→ DATASET RECORDS
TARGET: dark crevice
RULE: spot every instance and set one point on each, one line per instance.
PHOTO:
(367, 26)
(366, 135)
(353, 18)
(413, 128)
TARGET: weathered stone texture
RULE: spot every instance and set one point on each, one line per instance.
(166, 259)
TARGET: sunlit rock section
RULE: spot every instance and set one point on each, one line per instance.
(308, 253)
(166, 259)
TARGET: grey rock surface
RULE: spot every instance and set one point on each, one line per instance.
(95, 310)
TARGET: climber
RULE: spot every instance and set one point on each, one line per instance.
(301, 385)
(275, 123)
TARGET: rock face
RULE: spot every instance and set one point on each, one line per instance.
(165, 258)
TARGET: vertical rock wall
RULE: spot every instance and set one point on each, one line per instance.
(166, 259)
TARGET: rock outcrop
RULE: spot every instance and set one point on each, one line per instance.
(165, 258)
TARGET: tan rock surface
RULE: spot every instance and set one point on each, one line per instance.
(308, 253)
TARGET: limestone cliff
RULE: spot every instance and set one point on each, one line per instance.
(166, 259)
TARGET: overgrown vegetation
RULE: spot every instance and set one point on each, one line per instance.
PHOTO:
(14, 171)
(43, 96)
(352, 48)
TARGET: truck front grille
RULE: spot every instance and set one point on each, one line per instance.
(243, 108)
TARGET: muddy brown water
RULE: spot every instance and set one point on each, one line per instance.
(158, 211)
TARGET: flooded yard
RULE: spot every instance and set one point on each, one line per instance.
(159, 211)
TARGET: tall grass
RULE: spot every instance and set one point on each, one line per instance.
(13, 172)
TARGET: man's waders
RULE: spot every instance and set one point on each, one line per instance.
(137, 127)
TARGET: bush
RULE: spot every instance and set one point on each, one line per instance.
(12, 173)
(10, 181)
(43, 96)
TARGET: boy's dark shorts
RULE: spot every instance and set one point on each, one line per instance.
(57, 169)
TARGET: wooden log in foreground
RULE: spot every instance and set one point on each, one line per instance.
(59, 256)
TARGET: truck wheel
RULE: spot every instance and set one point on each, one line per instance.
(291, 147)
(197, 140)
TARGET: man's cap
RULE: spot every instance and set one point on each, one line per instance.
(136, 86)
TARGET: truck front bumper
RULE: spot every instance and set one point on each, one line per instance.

→ INSTRUCTIONS TO FOLLOW
Exactly repeat the lines above, from the opening line through the one with "TARGET: tan rock surface", and include nothing else.

→ ANSWER FOR THE TASK
TARGET: dark crevice
RULE: spot every instance and set one point on each, one line per instance.
PHOTO:
(367, 26)
(366, 135)
(353, 18)
(413, 128)
TARGET: weathered stone texture
RULE: spot every instance and set one point on each, one line per instance.
(166, 259)
TARGET: sunlit rock section
RULE: spot every instance and set one point on each, one line per instance.
(308, 253)
(166, 259)
TARGET: grey rock surface
RULE: spot every instance and set one point on each, one line per instance.
(95, 310)
TARGET: climber
RULE: spot every instance and set one point on each, one line per instance.
(301, 385)
(275, 123)
TARGET: rock face
RULE: spot every instance and set one point on each, one line per instance.
(165, 258)
TARGET: vertical rock wall
RULE: spot every instance and set one point on each, one line per instance.
(166, 259)
TARGET: rock outcrop
RULE: spot every instance and set one point on each, one line per instance.
(165, 258)
TARGET: tan rock surface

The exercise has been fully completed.